#### RAW DATA
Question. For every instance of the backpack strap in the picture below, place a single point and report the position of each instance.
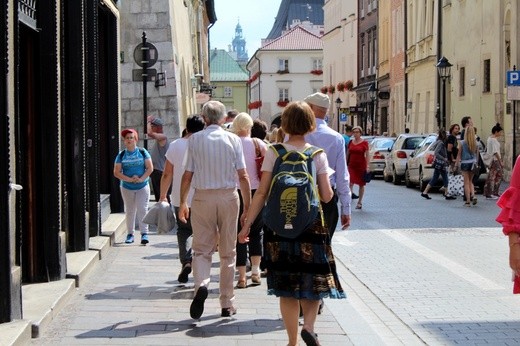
(122, 153)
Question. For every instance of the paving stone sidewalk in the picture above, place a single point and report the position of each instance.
(133, 297)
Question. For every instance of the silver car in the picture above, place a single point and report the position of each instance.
(378, 150)
(395, 166)
(420, 164)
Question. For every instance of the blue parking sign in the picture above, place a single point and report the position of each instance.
(513, 78)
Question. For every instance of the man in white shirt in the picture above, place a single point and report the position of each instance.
(214, 159)
(334, 146)
(173, 170)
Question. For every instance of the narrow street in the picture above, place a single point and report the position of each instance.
(415, 271)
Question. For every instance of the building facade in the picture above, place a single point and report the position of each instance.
(282, 71)
(59, 128)
(228, 79)
(340, 59)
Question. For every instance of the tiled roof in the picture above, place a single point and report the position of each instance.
(223, 68)
(289, 10)
(298, 38)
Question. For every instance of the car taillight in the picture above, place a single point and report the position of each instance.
(401, 155)
(378, 156)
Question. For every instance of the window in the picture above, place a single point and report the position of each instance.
(283, 94)
(317, 64)
(462, 81)
(228, 92)
(283, 65)
(486, 83)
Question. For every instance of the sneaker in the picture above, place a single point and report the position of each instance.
(228, 312)
(183, 276)
(197, 305)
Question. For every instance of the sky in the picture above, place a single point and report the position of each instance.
(256, 18)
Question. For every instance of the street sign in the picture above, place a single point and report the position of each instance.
(513, 78)
(513, 92)
(137, 74)
(151, 54)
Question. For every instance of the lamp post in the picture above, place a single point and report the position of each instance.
(444, 69)
(338, 107)
(372, 93)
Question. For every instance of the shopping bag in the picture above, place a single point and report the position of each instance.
(455, 185)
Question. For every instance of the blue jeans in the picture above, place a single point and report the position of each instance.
(444, 173)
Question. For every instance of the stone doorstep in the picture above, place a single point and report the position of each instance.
(15, 333)
(42, 301)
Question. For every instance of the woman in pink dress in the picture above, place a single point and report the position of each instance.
(509, 217)
(357, 162)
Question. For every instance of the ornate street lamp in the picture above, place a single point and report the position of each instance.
(338, 107)
(372, 93)
(444, 69)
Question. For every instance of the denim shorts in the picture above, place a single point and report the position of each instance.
(466, 167)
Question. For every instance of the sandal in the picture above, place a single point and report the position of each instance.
(310, 339)
(242, 283)
(255, 279)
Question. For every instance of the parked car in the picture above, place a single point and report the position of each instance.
(395, 163)
(419, 169)
(377, 150)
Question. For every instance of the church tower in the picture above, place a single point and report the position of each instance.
(238, 47)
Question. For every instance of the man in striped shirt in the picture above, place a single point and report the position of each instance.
(214, 158)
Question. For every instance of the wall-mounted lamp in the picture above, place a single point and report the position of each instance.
(160, 79)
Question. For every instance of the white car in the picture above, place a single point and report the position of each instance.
(395, 166)
(419, 169)
(377, 151)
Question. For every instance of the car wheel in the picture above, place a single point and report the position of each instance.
(386, 177)
(422, 182)
(397, 179)
(407, 180)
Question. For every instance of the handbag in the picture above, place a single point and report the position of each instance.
(475, 168)
(486, 158)
(455, 185)
(439, 164)
(367, 176)
(259, 159)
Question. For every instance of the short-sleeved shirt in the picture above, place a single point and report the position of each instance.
(214, 155)
(176, 156)
(132, 163)
(455, 150)
(248, 146)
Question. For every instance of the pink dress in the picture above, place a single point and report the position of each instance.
(509, 216)
(509, 202)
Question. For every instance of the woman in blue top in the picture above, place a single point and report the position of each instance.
(133, 166)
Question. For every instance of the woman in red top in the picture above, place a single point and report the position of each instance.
(357, 162)
(509, 217)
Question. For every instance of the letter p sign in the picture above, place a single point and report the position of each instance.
(513, 78)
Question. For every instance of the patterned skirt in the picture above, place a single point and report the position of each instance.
(301, 268)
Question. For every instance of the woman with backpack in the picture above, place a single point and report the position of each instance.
(133, 167)
(300, 269)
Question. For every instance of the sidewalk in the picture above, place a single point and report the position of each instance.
(133, 297)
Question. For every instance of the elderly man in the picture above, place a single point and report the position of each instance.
(214, 158)
(334, 146)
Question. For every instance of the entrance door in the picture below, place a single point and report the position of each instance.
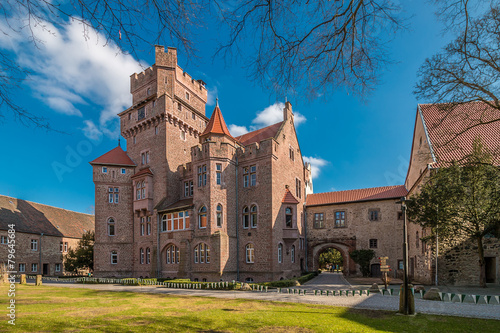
(491, 263)
(375, 270)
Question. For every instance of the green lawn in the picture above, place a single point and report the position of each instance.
(51, 309)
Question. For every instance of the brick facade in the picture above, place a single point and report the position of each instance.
(163, 231)
(52, 231)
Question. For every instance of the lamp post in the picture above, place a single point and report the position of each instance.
(406, 303)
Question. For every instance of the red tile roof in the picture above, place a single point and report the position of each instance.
(289, 198)
(260, 134)
(35, 218)
(447, 129)
(115, 156)
(367, 194)
(216, 124)
(146, 171)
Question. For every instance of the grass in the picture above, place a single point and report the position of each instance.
(51, 309)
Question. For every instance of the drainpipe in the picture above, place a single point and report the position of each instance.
(305, 236)
(237, 224)
(158, 254)
(41, 266)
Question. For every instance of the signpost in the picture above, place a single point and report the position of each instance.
(384, 268)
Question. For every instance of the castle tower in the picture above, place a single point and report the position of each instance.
(113, 213)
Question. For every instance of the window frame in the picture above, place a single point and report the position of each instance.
(319, 223)
(250, 253)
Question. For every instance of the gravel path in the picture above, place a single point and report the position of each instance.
(323, 281)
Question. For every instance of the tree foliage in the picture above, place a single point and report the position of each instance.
(363, 259)
(467, 69)
(83, 256)
(331, 256)
(461, 202)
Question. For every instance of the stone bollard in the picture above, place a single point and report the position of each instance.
(432, 294)
(411, 300)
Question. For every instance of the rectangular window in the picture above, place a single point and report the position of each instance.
(141, 113)
(245, 177)
(340, 219)
(318, 220)
(373, 215)
(253, 175)
(218, 173)
(114, 258)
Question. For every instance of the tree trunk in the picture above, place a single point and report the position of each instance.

#### WORK ORDER
Restate the records above word for word. Skip every picture.

#### OUTPUT FOR THIS TASK
Question. For every instance of the backpack strap in the picture below, place a single point and report the position of each instance.
(122, 153)
Question. For every instance of the paving stone sidewalk in the picture above, place a single point and report the position of each instance.
(133, 297)
Question. For every instance of the silver car in the picture above, place a single point and report the position of each instance.
(378, 150)
(395, 166)
(420, 164)
Question. For every instance of the blue parking sign in the picture above, place a single point and report the position of each instance.
(513, 78)
Question. For every instance of the man in white shirt in the picture above, place a single point and report the position of each instance.
(214, 159)
(334, 146)
(173, 170)
Question. For every instance of the narrow street in the picture above, place a single point and report the position of each instance.
(415, 271)
Question. For every instance of the building facade in the picture above, place a single point and report the position of each instance.
(282, 71)
(59, 128)
(228, 79)
(340, 59)
Question. For every instance of the tiled roof in the picture above, place a single point and report the position of each instance.
(223, 68)
(289, 10)
(298, 38)
Question. For every instance of the car taillight in the picture above, place a single point and report the position of each instance.
(401, 155)
(378, 156)
Question. For every instance of the window in the picture above, place a single point and report the position of each instance.
(283, 94)
(317, 64)
(462, 81)
(228, 92)
(283, 65)
(486, 83)
Question. For every instance of the sneaker in the picture above, place a single point and report the position of each instance.
(228, 312)
(183, 276)
(197, 305)
Question. For every instance of the sky in the picture above, place a single point and report the position of each instance.
(256, 18)
Question. For every instance of the street sign in the picture above, place a single point and report the position of each instance.
(513, 78)
(513, 92)
(137, 74)
(151, 54)
Question. For every instance of the lamp post in the picture above, place a single point and report the position of each instance.
(444, 69)
(338, 107)
(372, 93)
Question. For every instance of the shopping bag in the picture above, place a single point and report the position of each instance.
(455, 185)
Question. For every instance of the blue jeans in the picture above, place a single point and report the position of each instance.
(444, 173)
Question. For every instance of the stone doorstep in the picture above, place a single point and report the position of each instance.
(15, 333)
(42, 301)
Question. For every instance of the woman in pink dress in the picture above, place a single point and report the position of each instance.
(509, 217)
(357, 162)
Question. For every instance of the ornate street lamp in the picture above, place a single point and report the position of each instance.
(338, 107)
(372, 93)
(444, 69)
Question. For every instance of the denim shorts in the picture above, place a single point and report the position of each instance.
(466, 167)
Question. For every instance of the sandal in the picture above, place a single point and report the position of each instance.
(310, 339)
(242, 283)
(255, 279)
Question. For every instance of the parked car in the picture above, place a single point and report the position of each instance.
(395, 163)
(419, 169)
(377, 150)
Question. For every instance of the church tower in the picture above, place a single point and report the position of each instance.
(238, 47)
Question. For every instance of the man in striped shirt in the picture above, place a single point and report the position of each instance.
(214, 158)
Question. For every instance of the wall-mounted lamp in the picture above, place a single point and report the position of each instance.
(160, 79)
Question. For every instance of the white car in the picture above, place a single point and report the position of each instance.
(395, 166)
(419, 169)
(377, 151)
Question. For every instance of the car wheel in the picture above, place a single point and report the position of each instance.
(386, 177)
(422, 182)
(397, 179)
(407, 180)
Question. For every instance of the handbag in the picture above, place a single point and report the position of each instance.
(475, 168)
(486, 158)
(455, 185)
(439, 164)
(367, 176)
(259, 159)
Question. For every instance of the short-sleeved shirt in the picture above, place a single point and report the position of each instance.
(214, 155)
(176, 156)
(132, 163)
(455, 150)
(248, 146)
Question. For every instance of the pink dress in the picture above, place a single point and report the position of each instance.
(509, 216)
(509, 202)
Question. For every instance of the woman in blue top in the picture above, place a single point and report the position of each instance.
(133, 166)
Question. For every instance of the woman in red top in the picture above, place a single point and report the position of each instance.
(357, 162)
(509, 217)
Question. For every instance of the letter p sign in the picture above, place a single point and report the position of each instance.
(513, 78)
Question. For every instance of the patterned skirt in the picture above, place a single point and report the position of each instance.
(301, 268)
Question. For every instance of the woman with backpack in the picture above, place a single point and report the position of each instance.
(133, 167)
(300, 269)
Question. For every instance of the sidewalk in the picture above, place a single point and report the position of each instance.
(133, 297)
Question. For every instance of the elderly man in the picture above, place a single point and report the position of each instance.
(214, 158)
(334, 146)
Question. For every instance of the entrance door in the picture below, place a single point and report the position of each instance.
(491, 263)
(375, 270)
Question. For every instance of the green lawn in the picture above, place a single point and report the position of each instance.
(51, 309)
Question. For every instance of the brick facade in the picture above, place a single point and report the position of each instance.
(163, 231)
(52, 231)
Question. For every instance of the lamp post in the picture above, place a single point and report the position of each instance.
(406, 303)
Question. For every instance of the red tile roof in the picture above, place a single point and report the position of each instance.
(289, 198)
(260, 134)
(35, 218)
(447, 129)
(115, 156)
(367, 194)
(216, 124)
(146, 171)
Question. For every instance of the grass in the picture above, place a single point and report the position of each instance.
(51, 309)
Question. For every instance of the drainpipe in the picture above, place a single point and report the position of each instance.
(305, 236)
(237, 224)
(158, 254)
(41, 266)
Question. For every instance of the signpost in the picture above, place a single point and report the position of each instance.
(384, 268)
Question. For every instance of the castle tower in the picture above, place a single point and report the position of each instance.
(113, 213)
Question. For every instance of the window frame in the picture above, place a single point and report the position of each instance.
(319, 223)
(250, 253)
Question. For every instance of the gravel path in the picture above, place a single point and report the position of each instance.
(323, 281)
Question. For every instance of the tree foliage in the picture above, place a single point and report the position of each instance.
(363, 259)
(467, 69)
(83, 256)
(331, 256)
(461, 202)
Question. For every instance of the stone bollard in the picture above, place a single point and report the position of each instance.
(432, 294)
(411, 300)
Question. For every instance of the rectangular window in the picture above, place a single point and report the position of each instance.
(141, 113)
(245, 177)
(340, 219)
(318, 220)
(373, 215)
(253, 175)
(218, 173)
(114, 258)
Question. For every instance of the tree trunk in the picture above, place a single point and report the position of each instance.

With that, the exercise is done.